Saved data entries
------------------------
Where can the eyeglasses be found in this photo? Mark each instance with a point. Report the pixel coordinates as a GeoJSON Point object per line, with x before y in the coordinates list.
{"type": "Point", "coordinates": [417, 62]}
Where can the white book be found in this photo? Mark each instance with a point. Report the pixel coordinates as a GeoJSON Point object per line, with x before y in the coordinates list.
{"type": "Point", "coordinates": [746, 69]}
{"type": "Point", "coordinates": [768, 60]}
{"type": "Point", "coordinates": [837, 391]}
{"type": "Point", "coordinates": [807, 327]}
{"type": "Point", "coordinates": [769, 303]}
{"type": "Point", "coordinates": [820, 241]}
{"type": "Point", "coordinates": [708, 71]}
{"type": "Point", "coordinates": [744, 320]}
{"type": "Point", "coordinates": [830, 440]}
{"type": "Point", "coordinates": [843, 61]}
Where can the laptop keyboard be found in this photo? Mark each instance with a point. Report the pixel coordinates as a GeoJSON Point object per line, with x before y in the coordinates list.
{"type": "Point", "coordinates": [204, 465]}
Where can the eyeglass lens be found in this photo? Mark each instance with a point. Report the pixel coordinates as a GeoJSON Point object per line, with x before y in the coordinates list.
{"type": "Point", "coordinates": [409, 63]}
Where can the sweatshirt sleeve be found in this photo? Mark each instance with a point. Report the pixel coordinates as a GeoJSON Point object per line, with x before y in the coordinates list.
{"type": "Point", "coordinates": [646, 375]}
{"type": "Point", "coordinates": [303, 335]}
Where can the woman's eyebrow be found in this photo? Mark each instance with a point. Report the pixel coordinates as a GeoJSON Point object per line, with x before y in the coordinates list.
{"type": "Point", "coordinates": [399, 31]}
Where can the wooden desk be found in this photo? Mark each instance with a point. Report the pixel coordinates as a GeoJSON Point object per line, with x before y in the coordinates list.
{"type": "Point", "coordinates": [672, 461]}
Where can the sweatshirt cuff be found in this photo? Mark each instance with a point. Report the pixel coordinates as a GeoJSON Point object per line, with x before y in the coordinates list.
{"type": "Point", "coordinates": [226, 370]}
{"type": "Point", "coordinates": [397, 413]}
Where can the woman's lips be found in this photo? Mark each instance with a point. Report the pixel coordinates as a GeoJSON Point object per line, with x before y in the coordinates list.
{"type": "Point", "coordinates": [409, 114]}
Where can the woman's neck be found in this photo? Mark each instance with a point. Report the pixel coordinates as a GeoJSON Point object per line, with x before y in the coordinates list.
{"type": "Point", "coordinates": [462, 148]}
------------------------
Return each entry without altering a single word.

Where can the eyeglasses be found in this photo? Mark each instance with a point. Report the pixel coordinates as a GeoJSON Point object per line, with x before y in the coordinates list.
{"type": "Point", "coordinates": [417, 62]}
Where can the white book be found in this photo? Mark each instance with a point. Report the pixel coordinates as a GeoJSON Point object per line, with x before y in the coordinates list.
{"type": "Point", "coordinates": [746, 69]}
{"type": "Point", "coordinates": [768, 60]}
{"type": "Point", "coordinates": [837, 391]}
{"type": "Point", "coordinates": [807, 327]}
{"type": "Point", "coordinates": [769, 303]}
{"type": "Point", "coordinates": [820, 241]}
{"type": "Point", "coordinates": [708, 71]}
{"type": "Point", "coordinates": [744, 320]}
{"type": "Point", "coordinates": [830, 440]}
{"type": "Point", "coordinates": [843, 61]}
Where can the laptop keyboard be found in this photo? Mark each instance with a point. Report the pixel coordinates as a GeoJSON Point object per line, with x before y in the coordinates list.
{"type": "Point", "coordinates": [204, 465]}
Where can the eyeglass lens be found in this photo? Mark each instance with a point. Report the pixel coordinates as a GeoJSON Point object per line, with x before y in the coordinates list.
{"type": "Point", "coordinates": [409, 63]}
Where can the sweatshirt sleeve be found in this photo? Mark each instance with a point. Report the pixel coordinates as a GeoJSON Point object per line, with x before y in the coordinates list.
{"type": "Point", "coordinates": [646, 375]}
{"type": "Point", "coordinates": [303, 335]}
Where can the woman's eyebrow be found in this photo? Mark each instance with a point. Report the pixel coordinates as a GeoJSON Point object per line, with x before y in the coordinates list.
{"type": "Point", "coordinates": [399, 31]}
Where can the wooden desk be found in this photo? Mark each instance with a point. Report the pixel coordinates as a GeoJSON Point object per line, with x before y in the coordinates list.
{"type": "Point", "coordinates": [672, 461]}
Where can the sweatshirt cuff be found in this photo? Mark each instance with a point. Report the pixel coordinates as a GeoJSON Point object per line, with x before y in the coordinates list.
{"type": "Point", "coordinates": [226, 370]}
{"type": "Point", "coordinates": [397, 413]}
Where can the woman's lips be found in this photo? Mark each instance with a point. Report the pixel coordinates as a GeoJSON Point object per line, with x before y in the coordinates list.
{"type": "Point", "coordinates": [409, 114]}
Where can the woman's neck be found in this photo? Mark each instance with a point. Report the pixel coordinates as a GeoJSON Point object per line, with x before y in the coordinates list.
{"type": "Point", "coordinates": [462, 148]}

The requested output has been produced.